The opinion of the court was delivered by: J. Phil Gilbert District Judge
This matter comes before the Court on the plaintiffs' motion for class certification (Doc.
68). The plaintiffs also ask the Court to appoint plaintiffs Joseph J. Mezyk, Mary P. Mulqueeny, Doris L. Carthy, Peggy B. Raymond, Shirley Chatman, Thomas L. Pellett and Richard A. Williams as representatives of the class and to appoint Matthew H. Armstrong and David L. Steelman as class counsel. Defendants U.S. Bank Pension Plan and U.S. Bancorp, Inc. (collectively, "U.S. Bank") have responded to the motion (Doc. 76), and the plaintiffs have replied to that response (Doc. 81).*fn1 The Court held a hearing on the motion on January 25, 2011.
This matter involves provisions in the Mercantile Bancorporation Inc. ("Mercantile") Retirement Plan ("Plan"), a predecessor of the U.S. Bank Pension Plan,*fn2 that governed the transition between Mercantile's prior traditional "final average pay" defined benefit pension plan to a cash balance defined benefit pension plan on December 31, 1998. As part of the conversion from the traditional defined benefit plan to the cash balance plan, the Plan calculated the opening balance of each participant's cash balance account using a whipsaw type calculation. It first projected the annuity to which the participant would have been entitled as of December 31, 1997, under the prior plan at age 65 (the Plan's normal retirement age) using the statutory annual interest rate of 5.05%. It then discounted that sum using a discount rate of 7% for those under 45 years old. For those 45 years old and older, it added early retirement subsidy credits to the annuity calculated as of December 31, 1997, and discounted the sum using a discount rate of 8%. Finally, the Plan added to those amounts "pay credits" (calculated as a percentage of pay depending on the participant's age) and "interest credits" (calculated as a percentage of the discounted annuity amounts) for the year of 1998 to arrive at the participant's opening balance of his cash balance account as of December 31, 1998. Participants were then able to continue to receive pay credits and interest credits (calculated as a variable percentage of the cash balance account balances) annually to augment those cash balance account balances.
Under the Plan, when a participant who had participated in both the traditional final average pay defined benefit and the cash balance features of the Plan retired, he would receive the greater of (1) the value of the accrued benefit as of December 31, 1998, under the traditional final average pay defined benefit feature, (2) the actuarial equivalent of the cash balance account balance determined using a whipsaw calculation or (3) the actual balance of the cash balance account.*fn3 For those participants for whom the value of option (1) exceeded the value of options (2) and (3), the effect of the Plan amendment was to impose a "wearaway" transition, that is, a transition that guaranteed a retiring participant would receive only the accrued benefit under option
(1) unless he had received sufficient pay and interest credits to cause the option (2) or (3) benefit to exceed the value of the option (1) benefit. There would be, in effect, no further benefit accruals for such a participant until the balance tipped in favor of option (2) or (3).

**Extracted information**:

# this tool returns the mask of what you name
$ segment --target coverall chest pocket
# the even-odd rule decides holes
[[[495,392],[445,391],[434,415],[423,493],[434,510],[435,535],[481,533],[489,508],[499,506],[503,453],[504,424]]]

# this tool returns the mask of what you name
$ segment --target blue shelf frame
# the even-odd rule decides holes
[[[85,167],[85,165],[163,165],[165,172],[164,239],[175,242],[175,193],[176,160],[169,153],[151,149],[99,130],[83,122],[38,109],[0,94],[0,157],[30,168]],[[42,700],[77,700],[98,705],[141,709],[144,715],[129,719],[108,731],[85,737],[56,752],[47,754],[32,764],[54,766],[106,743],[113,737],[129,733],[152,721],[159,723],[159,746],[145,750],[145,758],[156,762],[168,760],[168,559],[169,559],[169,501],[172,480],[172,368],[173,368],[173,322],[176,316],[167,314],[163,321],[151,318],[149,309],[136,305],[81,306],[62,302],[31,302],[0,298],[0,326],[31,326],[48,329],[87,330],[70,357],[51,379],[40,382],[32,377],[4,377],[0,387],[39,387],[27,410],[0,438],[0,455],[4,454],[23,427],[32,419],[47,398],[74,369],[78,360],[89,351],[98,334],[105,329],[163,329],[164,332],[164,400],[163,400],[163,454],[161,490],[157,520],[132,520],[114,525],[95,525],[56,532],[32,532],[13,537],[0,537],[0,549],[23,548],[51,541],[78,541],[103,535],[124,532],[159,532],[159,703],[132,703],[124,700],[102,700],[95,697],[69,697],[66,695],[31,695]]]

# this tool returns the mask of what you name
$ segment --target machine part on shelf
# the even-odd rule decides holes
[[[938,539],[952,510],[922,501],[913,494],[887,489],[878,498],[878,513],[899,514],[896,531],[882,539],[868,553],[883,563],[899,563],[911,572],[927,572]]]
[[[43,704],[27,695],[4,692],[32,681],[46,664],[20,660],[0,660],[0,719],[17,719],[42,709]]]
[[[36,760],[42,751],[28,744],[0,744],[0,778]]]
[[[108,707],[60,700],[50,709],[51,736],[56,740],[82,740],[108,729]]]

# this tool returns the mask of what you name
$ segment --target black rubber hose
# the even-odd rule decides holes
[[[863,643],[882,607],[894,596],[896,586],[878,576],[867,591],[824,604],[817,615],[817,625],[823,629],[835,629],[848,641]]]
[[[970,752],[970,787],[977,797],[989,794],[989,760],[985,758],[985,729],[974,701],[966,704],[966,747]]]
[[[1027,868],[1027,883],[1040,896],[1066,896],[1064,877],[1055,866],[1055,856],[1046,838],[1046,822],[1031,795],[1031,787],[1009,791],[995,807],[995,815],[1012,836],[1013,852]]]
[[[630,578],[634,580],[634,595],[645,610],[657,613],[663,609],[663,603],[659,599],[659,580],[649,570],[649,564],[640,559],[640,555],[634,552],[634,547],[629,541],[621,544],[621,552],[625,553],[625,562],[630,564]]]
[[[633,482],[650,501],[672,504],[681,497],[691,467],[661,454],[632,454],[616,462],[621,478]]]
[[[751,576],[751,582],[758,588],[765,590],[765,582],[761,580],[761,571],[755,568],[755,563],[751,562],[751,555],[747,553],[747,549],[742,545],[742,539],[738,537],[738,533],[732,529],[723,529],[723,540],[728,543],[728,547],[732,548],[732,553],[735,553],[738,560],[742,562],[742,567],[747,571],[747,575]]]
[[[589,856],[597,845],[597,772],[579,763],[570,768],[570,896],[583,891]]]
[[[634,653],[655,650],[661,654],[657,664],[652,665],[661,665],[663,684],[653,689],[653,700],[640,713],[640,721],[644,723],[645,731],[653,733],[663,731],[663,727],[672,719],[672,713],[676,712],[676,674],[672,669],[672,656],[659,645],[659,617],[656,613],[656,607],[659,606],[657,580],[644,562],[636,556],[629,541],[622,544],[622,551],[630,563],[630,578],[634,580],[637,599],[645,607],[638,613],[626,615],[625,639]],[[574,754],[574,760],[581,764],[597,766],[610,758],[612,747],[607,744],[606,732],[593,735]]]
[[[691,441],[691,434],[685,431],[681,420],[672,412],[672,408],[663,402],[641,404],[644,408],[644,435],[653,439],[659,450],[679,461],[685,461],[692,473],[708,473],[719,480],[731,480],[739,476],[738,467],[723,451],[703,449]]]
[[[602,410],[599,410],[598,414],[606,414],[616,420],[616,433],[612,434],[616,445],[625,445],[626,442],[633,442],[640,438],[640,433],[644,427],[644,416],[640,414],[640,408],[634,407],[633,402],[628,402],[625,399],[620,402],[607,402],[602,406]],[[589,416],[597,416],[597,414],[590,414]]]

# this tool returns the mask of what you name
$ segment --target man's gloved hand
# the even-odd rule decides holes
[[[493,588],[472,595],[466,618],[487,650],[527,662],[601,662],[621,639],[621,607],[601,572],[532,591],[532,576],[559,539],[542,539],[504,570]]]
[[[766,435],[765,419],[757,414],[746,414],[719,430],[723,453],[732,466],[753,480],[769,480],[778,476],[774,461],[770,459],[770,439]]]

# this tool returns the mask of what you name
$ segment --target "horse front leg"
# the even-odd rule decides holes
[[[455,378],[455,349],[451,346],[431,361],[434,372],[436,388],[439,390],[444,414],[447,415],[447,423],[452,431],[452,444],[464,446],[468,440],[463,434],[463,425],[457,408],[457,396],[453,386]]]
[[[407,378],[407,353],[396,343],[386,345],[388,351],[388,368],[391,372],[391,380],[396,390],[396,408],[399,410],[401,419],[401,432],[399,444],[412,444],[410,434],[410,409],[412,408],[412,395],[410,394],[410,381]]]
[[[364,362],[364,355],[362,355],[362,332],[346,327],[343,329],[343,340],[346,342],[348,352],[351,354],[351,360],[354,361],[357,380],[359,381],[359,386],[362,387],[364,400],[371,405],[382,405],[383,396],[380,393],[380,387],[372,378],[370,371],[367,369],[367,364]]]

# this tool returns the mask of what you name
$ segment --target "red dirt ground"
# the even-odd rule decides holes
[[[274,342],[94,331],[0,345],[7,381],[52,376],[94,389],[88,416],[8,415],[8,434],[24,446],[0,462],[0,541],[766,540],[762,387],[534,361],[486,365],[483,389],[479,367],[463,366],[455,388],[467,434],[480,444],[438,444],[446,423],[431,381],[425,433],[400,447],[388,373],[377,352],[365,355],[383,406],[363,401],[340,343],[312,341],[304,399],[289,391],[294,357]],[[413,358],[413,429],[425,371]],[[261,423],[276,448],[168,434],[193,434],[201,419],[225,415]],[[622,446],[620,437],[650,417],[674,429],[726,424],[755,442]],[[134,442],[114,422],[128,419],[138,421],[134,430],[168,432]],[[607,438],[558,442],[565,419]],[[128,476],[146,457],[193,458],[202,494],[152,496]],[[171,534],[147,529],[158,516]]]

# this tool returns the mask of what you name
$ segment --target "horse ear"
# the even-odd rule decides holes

**The tasks**:
• A. According to the opinion, what discount rate did the Plan apply to participants under 45 years old?
• B. List every plaintiff whom the opinion says the plaintiffs ask the Court to appoint as class representatives.
The rows are not needed for this work.

**Outputs in order**:
• A. 7%

• B.
Joseph J. Mezyk
Mary P. Mulqueeny
Doris L. Carthy
Peggy B. Raymond
Shirley Chatman
Thomas L. Pellett
Richard A. Williams